# Maxis Signatur



## Lipperlandstern (8 August 2007)

Hallo SPSler.

Wie findet ihr die Signatur von maxi ????

http://www.sps-forum.de/showthread.php?t=14868


----------



## Steve81 (8 August 2007)

Sie ist nichts für einen empfindlichen Sehnerv.

Kann aber eventuell durch längeres Ansehen einen Effekt erzeugen, der sonst vielleicht nur durch die Einnahme verbotener Substanzen zu erzielen ist (habs noch nicht ausprobiert).:s8:


----------



## argv_user (8 August 2007)

Da meinst Du sicherlich  Hyperbolika oder sowas


----------



## zotos (9 August 2007)

Ich habe die Grafik http://www.sps-forum.de/images/smilies/smiliepack/s18.gif in dem Firefox mit ABP einfach geblockt ;o)


----------



## seeba (9 August 2007)

Maxi, das nervt wie sau! :twisted:


----------



## Zefix (9 August 2007)

Oder Signaturen in den Einstellungen deaktivieren


----------



## Lipperlandstern (10 August 2007)

@Zefix

Manche Signaturen sind ja recht orginell.. .Nur wegen einer nervigen gleich alle Signaturen zu sperren wäre schade.........


----------



## Zefix (10 August 2007)

Wenns hier entwarnung gibt mach ichs ja wieder an


----------



## MatMer (10 August 2007)

entwarn


----------



## zotos (10 August 2007)

MatMer schrieb:


> entwarn


Aua... das war jetzt aber link!

Arbeitsaufträge =
(A) Womit hat zotos laut Lesetext die Grafik geblockt?
(B) Gib aus dem Lesetext den Abschnitt ab „## zotos (9“ bis einschließlich „seeba (9 August 2007)“ unverändert wieder.
Das Material wird hierfür nicht gebraucht.

Daten =
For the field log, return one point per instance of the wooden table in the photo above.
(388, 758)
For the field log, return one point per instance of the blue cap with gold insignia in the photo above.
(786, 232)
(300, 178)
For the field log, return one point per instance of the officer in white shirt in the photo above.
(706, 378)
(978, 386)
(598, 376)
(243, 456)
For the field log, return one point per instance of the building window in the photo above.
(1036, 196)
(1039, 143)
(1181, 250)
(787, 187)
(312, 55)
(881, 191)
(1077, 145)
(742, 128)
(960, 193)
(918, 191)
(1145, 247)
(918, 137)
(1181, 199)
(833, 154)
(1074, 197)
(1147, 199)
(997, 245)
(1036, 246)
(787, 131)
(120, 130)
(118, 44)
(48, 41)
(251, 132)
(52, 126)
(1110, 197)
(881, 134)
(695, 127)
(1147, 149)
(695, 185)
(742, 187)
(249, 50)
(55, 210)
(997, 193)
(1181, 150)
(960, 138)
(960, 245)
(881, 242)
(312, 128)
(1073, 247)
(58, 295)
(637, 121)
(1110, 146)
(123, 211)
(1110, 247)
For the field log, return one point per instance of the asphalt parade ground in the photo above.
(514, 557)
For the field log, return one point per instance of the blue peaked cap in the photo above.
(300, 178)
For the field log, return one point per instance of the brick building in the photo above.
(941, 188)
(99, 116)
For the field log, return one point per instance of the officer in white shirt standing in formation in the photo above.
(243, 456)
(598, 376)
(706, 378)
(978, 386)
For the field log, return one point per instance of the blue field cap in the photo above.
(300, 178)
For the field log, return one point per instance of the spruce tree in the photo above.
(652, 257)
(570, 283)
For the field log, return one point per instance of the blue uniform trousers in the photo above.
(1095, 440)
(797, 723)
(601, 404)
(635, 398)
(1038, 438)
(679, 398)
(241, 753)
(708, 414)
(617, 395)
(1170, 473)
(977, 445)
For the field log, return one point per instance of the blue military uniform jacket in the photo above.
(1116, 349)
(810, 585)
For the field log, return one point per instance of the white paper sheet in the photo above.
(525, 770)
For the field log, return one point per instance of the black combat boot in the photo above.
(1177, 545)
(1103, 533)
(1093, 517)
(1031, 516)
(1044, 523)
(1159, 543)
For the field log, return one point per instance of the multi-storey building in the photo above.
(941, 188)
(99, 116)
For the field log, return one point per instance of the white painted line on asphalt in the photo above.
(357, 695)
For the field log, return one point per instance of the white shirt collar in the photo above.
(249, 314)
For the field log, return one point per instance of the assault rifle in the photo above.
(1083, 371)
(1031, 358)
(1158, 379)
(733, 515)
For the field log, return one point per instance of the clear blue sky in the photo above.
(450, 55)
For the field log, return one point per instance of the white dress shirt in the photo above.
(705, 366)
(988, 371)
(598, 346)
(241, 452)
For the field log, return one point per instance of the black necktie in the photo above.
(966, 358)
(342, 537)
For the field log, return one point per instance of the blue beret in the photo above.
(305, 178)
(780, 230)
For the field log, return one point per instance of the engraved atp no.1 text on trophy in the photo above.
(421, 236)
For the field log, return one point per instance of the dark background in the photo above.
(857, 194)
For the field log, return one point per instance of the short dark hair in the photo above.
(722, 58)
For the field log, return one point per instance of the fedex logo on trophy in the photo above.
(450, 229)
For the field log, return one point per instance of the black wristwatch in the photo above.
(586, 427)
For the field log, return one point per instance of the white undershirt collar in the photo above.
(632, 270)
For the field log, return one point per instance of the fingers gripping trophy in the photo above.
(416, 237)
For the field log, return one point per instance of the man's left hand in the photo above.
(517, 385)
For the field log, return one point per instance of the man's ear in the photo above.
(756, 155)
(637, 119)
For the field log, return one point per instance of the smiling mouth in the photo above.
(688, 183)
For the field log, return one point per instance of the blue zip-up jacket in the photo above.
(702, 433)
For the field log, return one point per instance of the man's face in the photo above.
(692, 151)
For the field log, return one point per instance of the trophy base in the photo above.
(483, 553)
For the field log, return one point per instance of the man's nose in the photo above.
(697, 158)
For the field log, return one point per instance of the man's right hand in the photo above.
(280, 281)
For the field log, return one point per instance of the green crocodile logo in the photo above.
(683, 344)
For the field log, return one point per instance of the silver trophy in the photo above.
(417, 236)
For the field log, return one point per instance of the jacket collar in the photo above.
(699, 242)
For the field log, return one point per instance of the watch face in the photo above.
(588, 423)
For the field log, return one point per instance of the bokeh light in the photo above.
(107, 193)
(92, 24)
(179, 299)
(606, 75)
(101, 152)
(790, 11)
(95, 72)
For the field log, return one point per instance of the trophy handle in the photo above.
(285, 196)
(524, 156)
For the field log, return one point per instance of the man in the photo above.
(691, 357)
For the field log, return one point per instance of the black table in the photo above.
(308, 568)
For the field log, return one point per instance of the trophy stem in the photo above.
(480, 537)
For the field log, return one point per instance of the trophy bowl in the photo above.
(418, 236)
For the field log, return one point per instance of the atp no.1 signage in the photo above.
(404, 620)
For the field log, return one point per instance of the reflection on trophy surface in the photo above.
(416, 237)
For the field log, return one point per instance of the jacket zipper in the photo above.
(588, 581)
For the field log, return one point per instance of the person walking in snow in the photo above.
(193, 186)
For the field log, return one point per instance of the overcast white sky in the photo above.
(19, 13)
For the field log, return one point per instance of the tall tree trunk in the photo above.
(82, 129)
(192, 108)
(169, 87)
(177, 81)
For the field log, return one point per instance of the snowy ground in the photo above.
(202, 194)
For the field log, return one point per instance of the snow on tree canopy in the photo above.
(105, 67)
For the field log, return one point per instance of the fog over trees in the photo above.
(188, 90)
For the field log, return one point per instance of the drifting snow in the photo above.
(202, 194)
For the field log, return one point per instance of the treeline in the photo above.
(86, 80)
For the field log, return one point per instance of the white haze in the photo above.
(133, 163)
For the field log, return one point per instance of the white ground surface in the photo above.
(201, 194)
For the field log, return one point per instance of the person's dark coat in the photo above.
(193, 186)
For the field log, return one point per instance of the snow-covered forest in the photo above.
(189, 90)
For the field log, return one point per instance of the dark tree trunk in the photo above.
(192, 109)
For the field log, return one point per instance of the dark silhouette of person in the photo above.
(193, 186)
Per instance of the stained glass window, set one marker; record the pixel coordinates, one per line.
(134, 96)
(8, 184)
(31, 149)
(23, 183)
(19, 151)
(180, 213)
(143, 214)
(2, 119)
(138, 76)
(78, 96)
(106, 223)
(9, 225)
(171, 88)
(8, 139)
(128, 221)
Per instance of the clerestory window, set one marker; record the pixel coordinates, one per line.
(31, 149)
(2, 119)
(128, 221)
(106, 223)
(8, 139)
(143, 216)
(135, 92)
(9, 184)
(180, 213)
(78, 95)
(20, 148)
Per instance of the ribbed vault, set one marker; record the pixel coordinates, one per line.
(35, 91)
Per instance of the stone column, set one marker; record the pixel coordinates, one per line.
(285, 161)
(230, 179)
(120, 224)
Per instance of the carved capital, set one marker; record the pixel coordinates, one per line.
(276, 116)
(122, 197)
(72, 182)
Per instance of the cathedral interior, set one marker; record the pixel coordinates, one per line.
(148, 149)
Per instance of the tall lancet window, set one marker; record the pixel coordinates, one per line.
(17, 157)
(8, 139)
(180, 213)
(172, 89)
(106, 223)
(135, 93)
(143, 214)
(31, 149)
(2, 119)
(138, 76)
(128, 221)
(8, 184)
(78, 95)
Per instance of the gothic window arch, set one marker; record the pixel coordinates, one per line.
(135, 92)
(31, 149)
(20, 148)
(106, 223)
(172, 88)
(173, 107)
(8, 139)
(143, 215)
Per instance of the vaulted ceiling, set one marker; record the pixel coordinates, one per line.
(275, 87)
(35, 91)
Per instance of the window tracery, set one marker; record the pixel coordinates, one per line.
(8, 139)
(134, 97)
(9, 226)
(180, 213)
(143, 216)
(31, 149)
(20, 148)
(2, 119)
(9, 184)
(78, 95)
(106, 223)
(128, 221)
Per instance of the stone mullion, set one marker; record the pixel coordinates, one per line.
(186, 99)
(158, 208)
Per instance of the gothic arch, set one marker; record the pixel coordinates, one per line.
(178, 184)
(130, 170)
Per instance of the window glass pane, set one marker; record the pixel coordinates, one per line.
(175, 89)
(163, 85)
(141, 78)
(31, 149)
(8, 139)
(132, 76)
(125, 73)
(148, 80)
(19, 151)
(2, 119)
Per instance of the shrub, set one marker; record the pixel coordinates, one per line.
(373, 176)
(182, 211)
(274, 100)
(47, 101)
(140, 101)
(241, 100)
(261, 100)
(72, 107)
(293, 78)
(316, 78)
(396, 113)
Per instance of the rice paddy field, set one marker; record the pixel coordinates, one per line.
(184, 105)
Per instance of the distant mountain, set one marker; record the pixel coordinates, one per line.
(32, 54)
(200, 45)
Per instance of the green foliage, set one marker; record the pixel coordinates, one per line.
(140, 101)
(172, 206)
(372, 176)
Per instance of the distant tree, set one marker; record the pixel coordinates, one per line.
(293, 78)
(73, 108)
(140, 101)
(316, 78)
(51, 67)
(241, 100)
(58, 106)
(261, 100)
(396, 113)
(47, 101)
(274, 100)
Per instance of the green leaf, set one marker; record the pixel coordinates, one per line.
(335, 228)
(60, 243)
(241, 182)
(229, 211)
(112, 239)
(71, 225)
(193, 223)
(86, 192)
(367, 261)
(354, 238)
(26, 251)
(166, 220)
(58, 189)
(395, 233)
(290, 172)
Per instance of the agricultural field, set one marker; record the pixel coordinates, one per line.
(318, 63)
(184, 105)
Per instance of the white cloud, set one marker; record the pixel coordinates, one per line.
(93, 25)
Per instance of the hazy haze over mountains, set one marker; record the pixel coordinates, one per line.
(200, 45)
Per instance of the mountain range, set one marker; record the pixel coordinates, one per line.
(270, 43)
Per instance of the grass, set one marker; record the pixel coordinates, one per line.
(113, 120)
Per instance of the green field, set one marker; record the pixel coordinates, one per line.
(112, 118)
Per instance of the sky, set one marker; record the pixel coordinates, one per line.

Endergebnisse =
(A) Mit ABP im Firefox.

(B)
## zotos (9 August 2007)

Ich habe die Grafik http://www.sps-forum.de/images/smilies/smiliepack/s18.gif in dem Firefox mit ABP einfach geblockt ;o)


----------



## seeba (9 August 2007)